# Did I spawn C. habrosus?



## Guest (Jul 19, 2008)

I think my Corydoras habrosus may have spawned :shock:

The other day, when I was cleaning the tank, I noticed some small, egg looking balls on my front glass. I tried to pick them off, thinking they were snails, and they didn't come off rightaway, at least, without alot of pressure...as far as things sticking to the glass goes.

When they came off, they left a whiteish ring on the glass. like they were semented on.

I think these may be C. habrosus eggs. The only other fish and animals in the tank are: A. agassazii, which spawn in caves, and the eggs are red I believe, I. kerri, which are egg scatters, so no eggs would end up onthe glass, and some olive nerite snails, which need brackish water to reproduce, correct? So I think my corys might have spawned.

The thing is, I only have 3 of them, and on top of it, it happened while my tank was a mess from my Co2 system leaving about 2 liters of mixture into the tank.

But then again, I've been doing daily 5 gallon waterchanges for the past week or so to keep O2 levals good while I clean out the tank. So the cooler temps from the water, along with a lower Ph (6.8, but the driftwood and Co2 lowers it some, but I'm not sure how much exactly) may have led them to spawn.

The eggs haven't hatched yet, nor do I think that they are going to, but I'm keeping my fingers crossed.

What do all of you think? Any ideas? Have these cories even been spawned in captivity before? Has anyone here ever spawned C. habosus?

Guess what else is funny...My albino C. aenus in another tank spawned a couple of days ago as well...lmao. Coincidense? I think not...lol

andrew


----------



## lohachata (Jan 27, 2006)

....

→ SHORT TASK A
Please write out the entries again, starting with the line that contains "police officer in" and going on through the last line of the entries.

....

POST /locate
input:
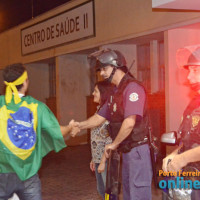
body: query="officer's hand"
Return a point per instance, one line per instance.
(75, 128)
(109, 148)
(177, 163)
(166, 161)
(92, 166)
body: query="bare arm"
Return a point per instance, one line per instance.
(125, 130)
(65, 130)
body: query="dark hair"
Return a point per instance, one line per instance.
(105, 89)
(13, 72)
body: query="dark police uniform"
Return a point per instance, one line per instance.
(189, 131)
(129, 99)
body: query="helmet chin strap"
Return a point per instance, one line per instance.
(112, 74)
(195, 86)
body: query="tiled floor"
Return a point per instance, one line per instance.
(66, 176)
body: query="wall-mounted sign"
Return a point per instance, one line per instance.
(69, 26)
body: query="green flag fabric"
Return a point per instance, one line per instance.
(28, 131)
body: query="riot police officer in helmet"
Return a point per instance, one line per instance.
(127, 112)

....

→ SHORT TASK B
In the thread about a possible C. habrosus spawning, how many C. habrosus does the poster have?

→ COMPLETE ANSWER A
body: query="riot police officer in helmet"
Return a point per instance, one line per instance.
(127, 112)

→ COMPLETE ANSWER B
Three.